--- STUDY TEXT ---

Spatio-temporal propagation of Ca(2+) signals by cyclic ADP-ribose in 3T3 cells stimulated via purinergic P2Y receptors

The role of cyclic ADP-ribose in the amplification of subcellular and global Ca(2+) signaling upon stimulation of P2Y purinergic receptors was studied in 3T3 fibroblasts. Either (1) 3T3 fibroblasts (CD38(−) cells), (2) 3T3 fibroblasts preloaded by incubation with extracellular cyclic ADP-ribose (cADPR), (3) 3T3 fibroblasts microinjected with ryanodine, or (4) 3T3 fibroblasts transfected to express the ADP-ribosyl cyclase CD38 (CD38(+) cells) were used. Both preincubation with cADPR and CD38 expression resulted in comparable intracellular amounts of cyclic ADP-ribose (42.3 ± 5.2 and 50.5 ± 8.0 pmol/mg protein). P2Y receptor stimulation of CD38(−) cells yielded a small increase of intracellular Ca(2+) concentration and a much higher Ca(2+) signal in CD38-transfected cells, in cADPR-preloaded cells, or in cells microinjected with ryanodine. Confocal Ca(2+) imaging revealed that stimulation of ryanodine receptors by cADPR or ryanodine amplified localized pacemaker Ca(2+) signals with properties resembling Ca(2+) quarks and triggered the propagation of such localized signals from the plasma membrane toward the internal environment, thereby initiating a global Ca(2+) wave.

--- SUPPLIED ENTRIES ---

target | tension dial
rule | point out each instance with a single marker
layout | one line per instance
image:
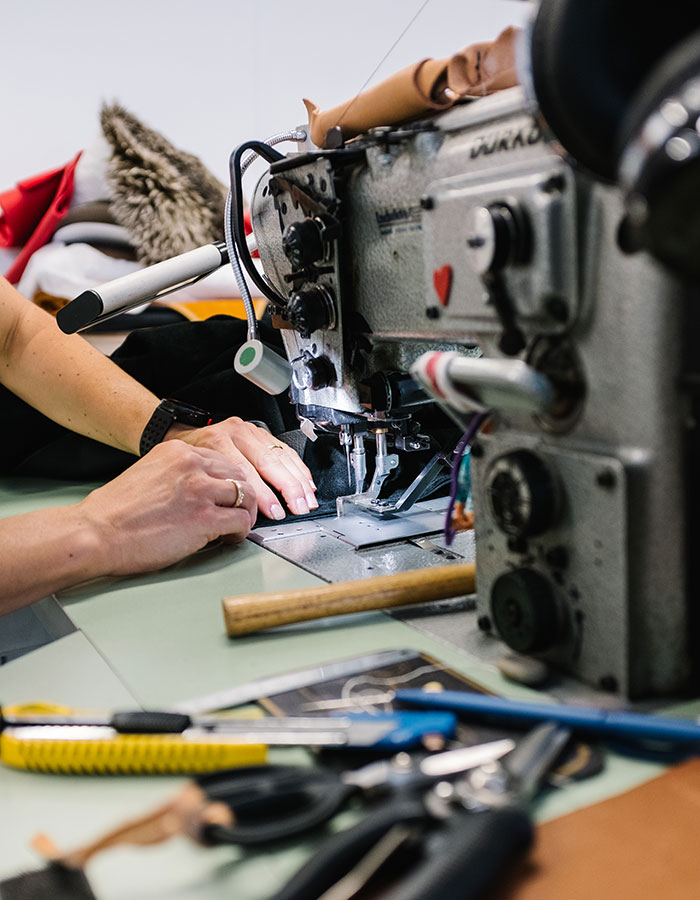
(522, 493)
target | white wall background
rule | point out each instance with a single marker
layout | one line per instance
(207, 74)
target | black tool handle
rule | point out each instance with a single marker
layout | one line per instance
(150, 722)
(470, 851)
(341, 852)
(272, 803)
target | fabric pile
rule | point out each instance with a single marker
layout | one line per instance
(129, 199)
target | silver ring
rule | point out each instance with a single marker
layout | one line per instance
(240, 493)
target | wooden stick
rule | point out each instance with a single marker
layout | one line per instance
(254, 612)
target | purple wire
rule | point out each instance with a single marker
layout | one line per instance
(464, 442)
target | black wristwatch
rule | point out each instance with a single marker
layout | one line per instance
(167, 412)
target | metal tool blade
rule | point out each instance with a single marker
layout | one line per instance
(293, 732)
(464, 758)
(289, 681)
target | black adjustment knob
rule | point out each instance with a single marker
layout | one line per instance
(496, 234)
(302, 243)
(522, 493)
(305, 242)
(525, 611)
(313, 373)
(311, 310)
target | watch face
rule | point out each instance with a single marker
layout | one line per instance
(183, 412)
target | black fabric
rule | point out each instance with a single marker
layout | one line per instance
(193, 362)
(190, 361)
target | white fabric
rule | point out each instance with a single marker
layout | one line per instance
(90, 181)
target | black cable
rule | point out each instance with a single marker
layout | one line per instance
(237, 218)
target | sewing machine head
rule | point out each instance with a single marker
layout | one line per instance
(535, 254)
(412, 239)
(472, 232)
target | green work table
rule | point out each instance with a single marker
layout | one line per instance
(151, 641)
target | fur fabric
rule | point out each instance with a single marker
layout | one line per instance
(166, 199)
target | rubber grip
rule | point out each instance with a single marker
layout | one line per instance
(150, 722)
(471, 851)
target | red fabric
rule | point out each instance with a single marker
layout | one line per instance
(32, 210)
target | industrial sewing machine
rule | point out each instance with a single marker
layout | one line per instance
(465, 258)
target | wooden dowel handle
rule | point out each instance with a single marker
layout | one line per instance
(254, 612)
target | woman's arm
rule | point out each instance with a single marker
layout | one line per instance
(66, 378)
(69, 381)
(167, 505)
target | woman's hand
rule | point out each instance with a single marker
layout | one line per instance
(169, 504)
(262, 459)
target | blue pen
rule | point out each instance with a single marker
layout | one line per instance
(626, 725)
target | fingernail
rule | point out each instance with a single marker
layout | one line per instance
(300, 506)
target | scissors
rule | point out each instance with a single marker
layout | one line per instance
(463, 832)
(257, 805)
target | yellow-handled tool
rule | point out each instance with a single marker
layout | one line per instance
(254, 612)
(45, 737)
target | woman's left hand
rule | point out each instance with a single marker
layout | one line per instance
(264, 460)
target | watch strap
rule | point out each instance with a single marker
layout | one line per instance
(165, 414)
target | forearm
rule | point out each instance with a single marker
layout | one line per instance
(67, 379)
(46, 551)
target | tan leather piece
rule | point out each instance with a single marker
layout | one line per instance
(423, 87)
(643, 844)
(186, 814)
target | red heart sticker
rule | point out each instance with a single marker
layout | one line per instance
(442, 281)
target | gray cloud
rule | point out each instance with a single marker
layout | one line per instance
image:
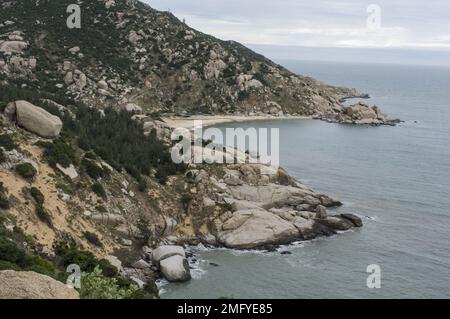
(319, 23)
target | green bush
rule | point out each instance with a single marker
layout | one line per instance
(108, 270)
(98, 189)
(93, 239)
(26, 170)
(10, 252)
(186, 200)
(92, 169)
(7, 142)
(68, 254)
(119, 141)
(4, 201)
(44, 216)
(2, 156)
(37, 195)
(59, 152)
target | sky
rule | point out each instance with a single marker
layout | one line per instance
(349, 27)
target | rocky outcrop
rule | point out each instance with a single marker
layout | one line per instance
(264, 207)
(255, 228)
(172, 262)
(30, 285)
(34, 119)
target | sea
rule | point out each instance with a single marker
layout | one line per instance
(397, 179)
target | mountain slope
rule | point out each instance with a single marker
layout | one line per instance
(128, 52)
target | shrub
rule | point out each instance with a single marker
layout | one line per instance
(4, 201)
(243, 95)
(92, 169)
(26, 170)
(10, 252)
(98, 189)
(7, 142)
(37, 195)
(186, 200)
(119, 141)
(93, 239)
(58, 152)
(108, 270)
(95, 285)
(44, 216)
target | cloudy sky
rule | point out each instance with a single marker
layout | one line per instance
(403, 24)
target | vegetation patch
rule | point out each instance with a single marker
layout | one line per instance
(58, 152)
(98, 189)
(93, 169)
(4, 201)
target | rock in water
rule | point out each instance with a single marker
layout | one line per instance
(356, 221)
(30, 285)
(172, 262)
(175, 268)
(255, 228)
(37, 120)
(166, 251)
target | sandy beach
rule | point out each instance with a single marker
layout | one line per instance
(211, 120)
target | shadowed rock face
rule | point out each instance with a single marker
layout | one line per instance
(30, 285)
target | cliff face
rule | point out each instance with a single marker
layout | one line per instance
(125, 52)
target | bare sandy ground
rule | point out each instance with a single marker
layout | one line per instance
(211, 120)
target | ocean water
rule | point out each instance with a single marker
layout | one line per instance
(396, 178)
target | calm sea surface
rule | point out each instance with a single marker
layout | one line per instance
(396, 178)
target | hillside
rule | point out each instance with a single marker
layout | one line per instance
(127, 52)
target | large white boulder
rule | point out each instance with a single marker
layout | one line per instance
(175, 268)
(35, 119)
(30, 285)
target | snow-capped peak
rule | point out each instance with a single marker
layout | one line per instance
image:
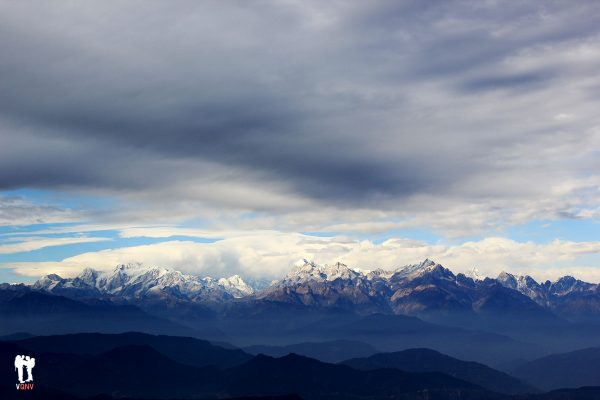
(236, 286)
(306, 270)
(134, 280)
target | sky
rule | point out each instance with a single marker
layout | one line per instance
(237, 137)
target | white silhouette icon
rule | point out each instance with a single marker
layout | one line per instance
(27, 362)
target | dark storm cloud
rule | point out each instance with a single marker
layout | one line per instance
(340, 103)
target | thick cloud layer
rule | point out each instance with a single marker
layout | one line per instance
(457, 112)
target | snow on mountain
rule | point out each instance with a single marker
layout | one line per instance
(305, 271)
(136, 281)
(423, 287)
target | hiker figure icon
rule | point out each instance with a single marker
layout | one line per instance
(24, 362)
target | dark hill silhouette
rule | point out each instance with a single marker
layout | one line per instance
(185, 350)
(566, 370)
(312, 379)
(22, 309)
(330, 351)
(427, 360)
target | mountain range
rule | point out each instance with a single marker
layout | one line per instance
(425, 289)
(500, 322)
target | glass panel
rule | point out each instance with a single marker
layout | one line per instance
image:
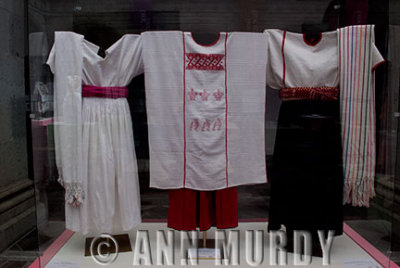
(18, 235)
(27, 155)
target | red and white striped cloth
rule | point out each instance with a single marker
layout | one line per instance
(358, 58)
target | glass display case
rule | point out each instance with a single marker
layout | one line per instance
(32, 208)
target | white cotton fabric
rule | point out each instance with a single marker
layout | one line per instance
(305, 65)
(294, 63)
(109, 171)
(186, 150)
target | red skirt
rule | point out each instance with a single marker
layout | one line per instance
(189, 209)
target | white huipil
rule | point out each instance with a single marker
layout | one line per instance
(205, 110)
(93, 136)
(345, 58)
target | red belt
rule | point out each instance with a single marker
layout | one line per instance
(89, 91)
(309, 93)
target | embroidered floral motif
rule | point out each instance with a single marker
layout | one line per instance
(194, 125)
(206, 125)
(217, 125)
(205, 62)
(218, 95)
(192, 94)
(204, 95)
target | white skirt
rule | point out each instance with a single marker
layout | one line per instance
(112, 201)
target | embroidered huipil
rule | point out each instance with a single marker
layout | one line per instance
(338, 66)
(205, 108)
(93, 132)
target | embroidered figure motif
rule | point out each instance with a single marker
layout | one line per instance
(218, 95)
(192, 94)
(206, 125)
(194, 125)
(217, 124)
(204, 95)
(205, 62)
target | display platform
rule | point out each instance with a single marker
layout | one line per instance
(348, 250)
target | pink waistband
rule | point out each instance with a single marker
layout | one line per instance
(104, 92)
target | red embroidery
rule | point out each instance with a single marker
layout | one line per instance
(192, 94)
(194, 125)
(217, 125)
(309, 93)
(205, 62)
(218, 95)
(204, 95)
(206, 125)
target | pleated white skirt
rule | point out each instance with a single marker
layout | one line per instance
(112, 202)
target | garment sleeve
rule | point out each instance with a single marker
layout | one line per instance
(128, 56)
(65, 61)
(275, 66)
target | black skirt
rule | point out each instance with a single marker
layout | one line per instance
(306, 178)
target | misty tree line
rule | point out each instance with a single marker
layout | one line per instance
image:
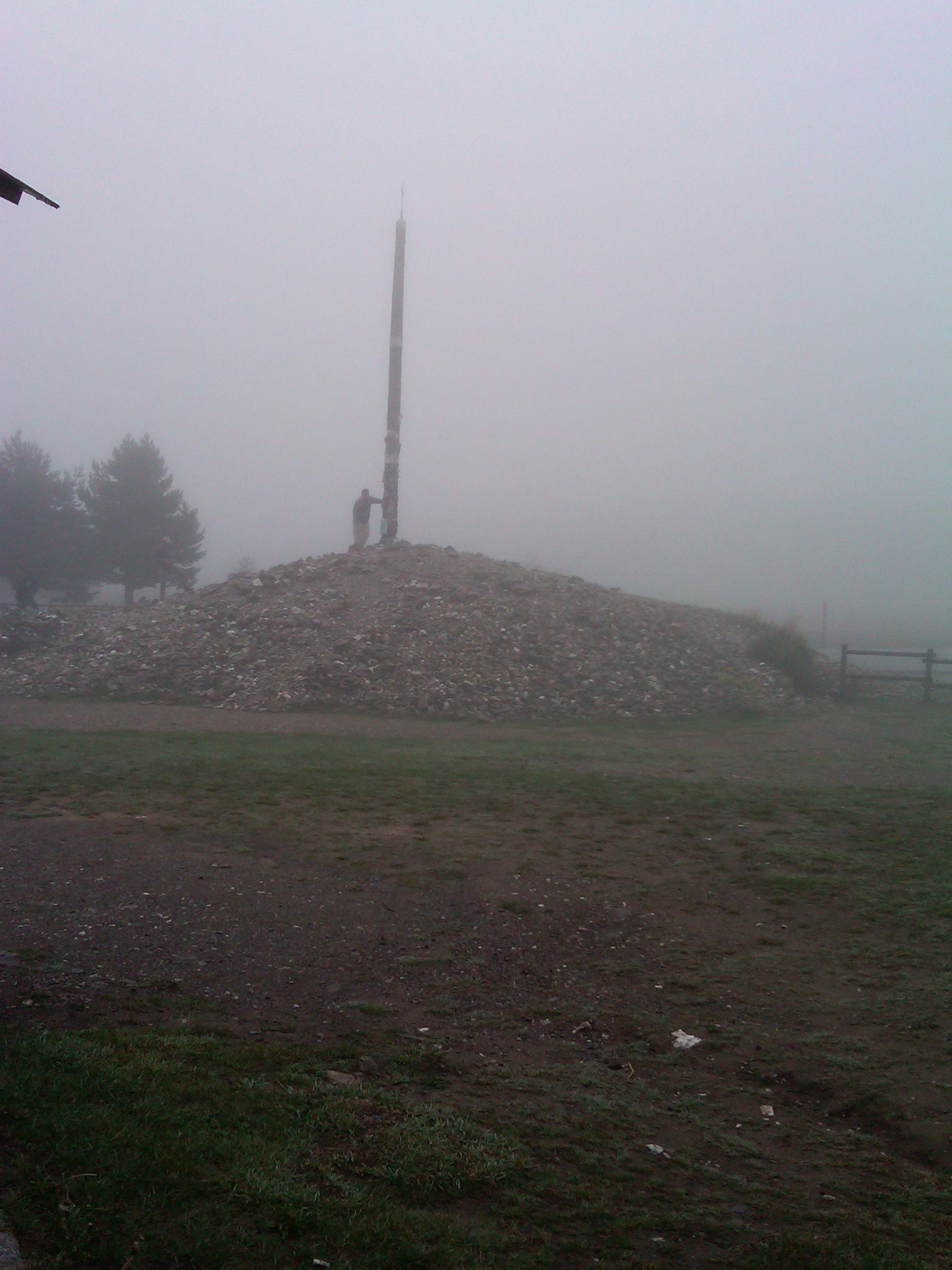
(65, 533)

---

EXPLORE THE MATERIAL:
1/ From the Ca(2+) signaling text, list every kind of 3T3 fibroblast preparation that was used.
2/ Answer these from the Ca(2+) signaling text:
(a) Which receptors were stimulated in the 3T3 fibroblasts?
(b) What enzyme did the transfected cells express?
(c) What method revealed the amplified localized pacemaker Ca(2+) signals?

EXPECTED RESULTS:
1/
- 3T3 fibroblasts (CD38(−) cells)
- 3T3 fibroblasts preloaded by incubation with extracellular cyclic ADP-ribose (cADPR)
- 3T3 fibroblasts microinjected with ryanodine
- 3T3 fibroblasts transfected to express the ADP-ribosyl cyclase CD38 (CD38(+) cells)

2/
(a) P2Y purinergic receptors
(b) The ADP-ribosyl cyclase CD38
(c) Confocal Ca(2+) imaging